_EXTRACT PROVIDED:_
All this naturally raises questions about Ellis' accuracy as a historian.
Interestingly, fellow academics who've delivered pro forma
disavowals of his
lies have gone out of their way to insist they're not questioning his
professional work. But why not? If someone lies flagrantly and
repeatedly in
one area of life, it's silly to presume he practices rigorous honesty in
another.
And as it happens, some of his most famous claims are hardly
beyond
question. Take the Jefferson story. In 1998, Ellis co-authored a
Nature
magazine article with a geneticist unambiguously titled "Jefferson
Fathered
Slave's Last Child," and basing its claim on a longtime rumor plus
genetic
similarities between descendants of Hemings and Jefferson. Ellis
made much
of the point, writing in U.S. News & World Report that the
evidence proved
the claim "beyond any reasonable doubt" and dismissing critics as "a
few
die-hard Jefferson worshippers."
I doubted the claim at the time, and not because I worship Jefferson
(I
regard many of his political ideas as wise, but his deist theology as
abysmal). My first suspicions began with the all-too-convenient
timing. Bill
Clinton was in the midst of his Monica Lewinsky scandal, and the
media
quickly played up the angle that this just showed that, hey, great
presidents do this sort of thing all the time. (Ellis himself, in U.S.
News,
wrote that Clinton "called one of the most respected character
witnesses
in all of U.S. history.")
My doubts were soon buttressed by an article in Chronicles: A Magazine of
American Culture (where I had once worked). Among many
other things it turned out that Jefferson and the part-white
Hemings had relatives in common; she was half-sister to Jefferson's
first
wife. As for his side of the family, there were more likely candidates
for
fatherhood than Thomas; at least eight other men lived near the
plantation,
including promiscuous brother Randall, who liked to party with the
slaves.
Earlier this year, a commission of 13 academics issued a 535-page
report on
the Ellis claim, declaring their reactions "range from serious skepticism
about the charge to a conviction that it is almost certainly false."
Now did Ellis set out to lie in this case? Though he's given us no
reason to
believe he's above it, I don't necessarily think so. But I also think his
political biases played a role — probably a big one — in his
conclusion. And
I think that falsehood is what you get when people adopt the
postmodern
notion that what really matters isn't truth, but power — the value of a
story in swaying an audience.

_WHAT YOU WILL DO:_
**1.** Answer these questions about the essay on Ellis and the Jefferson claim, one line each:
(a) In what year did Ellis co-author the Nature magazine article?
(b) According to the Chronicles article, at least how many other men lived near the plantation?
(c) How many academics sat on the commission, and how many pages long was its report?
**2.** Could you rewrite the paragraph of the essay on Ellis and the Jefferson claim that begins "My doubts were soon buttressed" as a short list that keeps its main facts?
**3.** Extend the essay on Ellis and the Jefferson claim, starting after its final sentence.

_STUDY MATERIAL:_
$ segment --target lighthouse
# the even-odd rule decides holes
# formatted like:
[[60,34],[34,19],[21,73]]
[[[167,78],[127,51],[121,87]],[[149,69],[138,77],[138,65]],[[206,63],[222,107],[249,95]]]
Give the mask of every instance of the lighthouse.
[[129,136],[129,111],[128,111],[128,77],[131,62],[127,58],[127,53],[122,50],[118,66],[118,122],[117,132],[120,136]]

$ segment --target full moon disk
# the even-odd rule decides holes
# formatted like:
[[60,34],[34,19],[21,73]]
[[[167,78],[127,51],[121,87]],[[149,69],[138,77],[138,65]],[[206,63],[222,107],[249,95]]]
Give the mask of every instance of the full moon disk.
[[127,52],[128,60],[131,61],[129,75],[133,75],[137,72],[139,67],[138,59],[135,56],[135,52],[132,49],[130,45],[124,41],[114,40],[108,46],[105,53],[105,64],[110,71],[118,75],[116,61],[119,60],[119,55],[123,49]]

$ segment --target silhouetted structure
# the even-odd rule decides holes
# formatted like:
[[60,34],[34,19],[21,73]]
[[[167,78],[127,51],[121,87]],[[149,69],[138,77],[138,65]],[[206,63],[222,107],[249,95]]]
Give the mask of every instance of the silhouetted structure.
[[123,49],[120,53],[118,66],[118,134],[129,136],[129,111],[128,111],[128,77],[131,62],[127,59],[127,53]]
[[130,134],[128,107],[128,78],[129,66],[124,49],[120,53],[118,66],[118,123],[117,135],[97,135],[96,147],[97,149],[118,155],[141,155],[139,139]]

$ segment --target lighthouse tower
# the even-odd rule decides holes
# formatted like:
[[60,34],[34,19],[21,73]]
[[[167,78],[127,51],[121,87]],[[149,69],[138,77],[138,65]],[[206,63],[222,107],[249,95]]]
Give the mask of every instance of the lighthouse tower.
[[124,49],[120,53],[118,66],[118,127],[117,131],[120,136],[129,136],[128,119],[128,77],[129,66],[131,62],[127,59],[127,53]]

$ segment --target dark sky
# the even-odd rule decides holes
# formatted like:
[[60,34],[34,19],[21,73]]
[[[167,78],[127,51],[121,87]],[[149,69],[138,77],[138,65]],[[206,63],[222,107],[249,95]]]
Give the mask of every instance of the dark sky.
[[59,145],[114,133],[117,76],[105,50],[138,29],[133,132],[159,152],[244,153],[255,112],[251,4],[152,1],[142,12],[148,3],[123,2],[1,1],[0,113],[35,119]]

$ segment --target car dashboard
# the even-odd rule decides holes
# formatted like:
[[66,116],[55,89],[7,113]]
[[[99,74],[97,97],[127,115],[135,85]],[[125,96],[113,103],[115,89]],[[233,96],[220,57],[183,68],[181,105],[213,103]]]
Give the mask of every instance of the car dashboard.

_RESULTS BY TASK:_
**1.**
(a) 1998
(b) At least eight
(c) 13 academics; 535 pages

**2.**
- The doubts were supported by an article in Chronicles: A Magazine of American Culture, where the writer had once worked.
- Jefferson and the part-white Hemings had relatives in common: she was half-sister to Jefferson's first wife.
- On Jefferson's side of the family, there were more likely candidates for fatherhood than Thomas.
- At least eight other men lived near the plantation, including his brother Randall, who was promiscuous and liked to party with the slaves.

**3.**
That's the growing worldview at most colleges, so it comes as no
surprise
that some academics are trying to excuse or mitigate Ellis' offenses.
Sarah
Lawrence College Professor Nicolaus Mills, after spending most of a
New York Newsday commentary arguing for academic
honesty, undermines most of his essay when he closes by saying
he hopes Ellis doesn't heed calls to resign
(he hasn't, so far) or have his career spoiled (the jury's still out). You
see, "what he was searching for in making up stories about being in
Vietnam
was what many of us have long desired-a way of making
autobiography as
relevant to teaching as the life of the mind."
This isn't forgiveness; it's rationalization. It's also nonsense, and once
you start down that road, there's no end to the absurdity. Of course,
absurdity that's most common in academia has spilled out into the
larger
society. We see ample evidence of it every day, epitomized in the
recent
remarks of Dan Rather, who — in the course of arguing that Bill Clinton
is a
man of character — said "you can be an honest person and lie about
any
number of things." (Rather may be writing some of Ellis' dialogue:
Confronted by a reporter about his lies, Ellis pronounced himself "an
honorable man.")
Somehow I'm reminded of a passage Lewis Carroll wrote in
Through the
Looking-Glass: " 'When I use a word,' Humpty Dumpty said in a
rather
scornful tone, 'it means just what I choose it to mean — neither more
nor
less.' " Carroll was a great satirist in the 19th century, but his
imagination might be wasted today. In the age of Ellis, Rather and
Clinton,
there may be no satire equal to the inanities that pass the lips of
professors, anchormen and presidents.